═══ Recorded data ═══

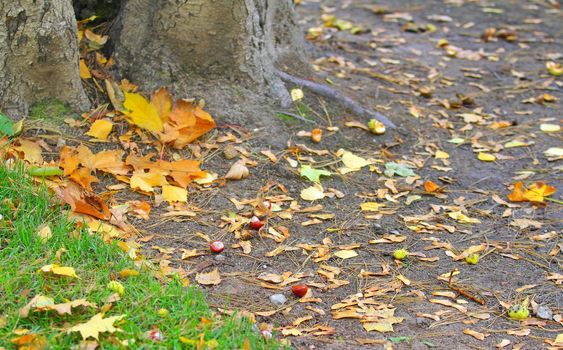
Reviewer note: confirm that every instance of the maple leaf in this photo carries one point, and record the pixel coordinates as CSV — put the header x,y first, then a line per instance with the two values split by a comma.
x,y
146,181
174,194
431,187
517,194
59,270
96,325
537,191
100,129
83,203
43,303
187,123
211,278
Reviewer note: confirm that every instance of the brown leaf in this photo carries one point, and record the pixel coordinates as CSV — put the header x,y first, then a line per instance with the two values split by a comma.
x,y
211,278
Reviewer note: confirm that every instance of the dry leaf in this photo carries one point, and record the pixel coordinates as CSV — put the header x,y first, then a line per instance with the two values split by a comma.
x,y
59,270
211,278
96,325
174,194
100,129
474,334
346,254
313,193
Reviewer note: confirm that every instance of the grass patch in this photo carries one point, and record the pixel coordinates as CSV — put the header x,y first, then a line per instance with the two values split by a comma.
x,y
24,208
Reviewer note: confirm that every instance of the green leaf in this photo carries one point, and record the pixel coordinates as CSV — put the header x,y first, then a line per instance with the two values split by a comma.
x,y
400,169
45,171
6,126
314,174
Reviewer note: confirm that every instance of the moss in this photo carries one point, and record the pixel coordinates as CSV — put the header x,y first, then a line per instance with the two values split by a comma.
x,y
50,109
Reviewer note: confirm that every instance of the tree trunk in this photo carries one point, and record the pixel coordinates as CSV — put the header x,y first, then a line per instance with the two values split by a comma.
x,y
223,50
38,55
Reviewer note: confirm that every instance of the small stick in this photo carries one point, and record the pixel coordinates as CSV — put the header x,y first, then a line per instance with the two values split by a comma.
x,y
330,93
297,117
462,292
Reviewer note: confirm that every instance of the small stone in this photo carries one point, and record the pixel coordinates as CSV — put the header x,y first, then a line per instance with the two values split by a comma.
x,y
278,299
544,312
219,257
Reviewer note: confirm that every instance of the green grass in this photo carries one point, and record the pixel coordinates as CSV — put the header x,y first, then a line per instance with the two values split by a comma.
x,y
24,207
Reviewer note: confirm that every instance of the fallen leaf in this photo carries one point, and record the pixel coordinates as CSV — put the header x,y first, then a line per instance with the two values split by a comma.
x,y
525,223
460,217
211,278
486,157
475,334
312,193
100,129
96,325
84,71
174,194
346,253
238,171
142,113
59,270
371,206
313,174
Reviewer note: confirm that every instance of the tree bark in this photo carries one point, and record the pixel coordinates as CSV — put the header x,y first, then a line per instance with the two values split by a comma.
x,y
39,55
203,46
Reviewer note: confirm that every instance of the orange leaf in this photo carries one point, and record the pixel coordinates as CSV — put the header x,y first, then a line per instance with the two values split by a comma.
x,y
431,187
517,194
537,191
68,160
84,178
84,203
162,101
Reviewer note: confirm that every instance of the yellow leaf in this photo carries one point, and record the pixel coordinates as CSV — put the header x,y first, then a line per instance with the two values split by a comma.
x,y
59,270
457,215
211,278
84,71
95,326
475,334
371,206
352,162
441,155
346,254
554,69
126,273
174,194
146,181
100,129
486,157
537,191
141,113
515,143
550,127
312,193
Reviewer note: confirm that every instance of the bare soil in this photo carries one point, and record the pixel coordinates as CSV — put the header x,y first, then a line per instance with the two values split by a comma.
x,y
507,73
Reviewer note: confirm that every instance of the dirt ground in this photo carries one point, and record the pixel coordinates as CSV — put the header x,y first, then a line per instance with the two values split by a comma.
x,y
400,66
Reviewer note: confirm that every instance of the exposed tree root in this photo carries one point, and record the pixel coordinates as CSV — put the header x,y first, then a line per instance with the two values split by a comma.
x,y
330,93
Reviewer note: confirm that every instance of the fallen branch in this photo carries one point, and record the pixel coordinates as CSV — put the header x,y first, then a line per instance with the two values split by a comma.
x,y
330,93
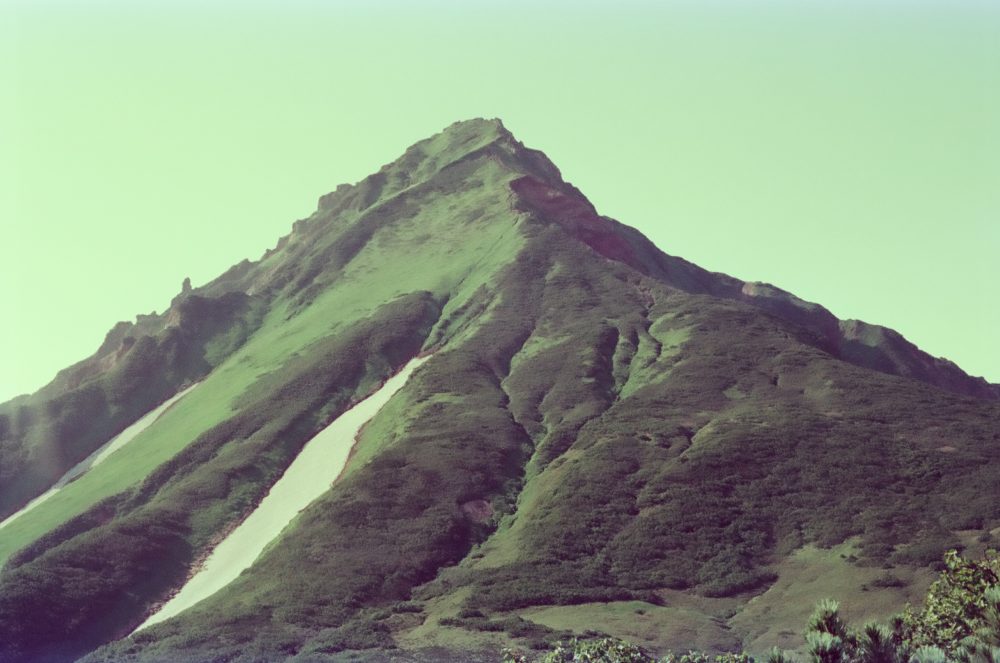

═══

__To do__
Show every line of the records that contains the word "tree".

__Final result__
Reviewer note: confirm that every instance of the tree trunk in this photo carries one point, and record the pixel coordinates as CSV — put the header x,y first, then a line per instance with the two values split by a comma.
Reviewer note: confirm that every instance of the tree bark in this photo carries one point, and record the pixel coordinates as CSV — put the header x,y first, then a line per instance with the two values split by a comma.
Reviewer note: confirm that every instance of the exposed tree root in this photo carries one point, and record the pixel coordinates as CSV — put the header x,y first, then a line per instance with the two values split by a comma.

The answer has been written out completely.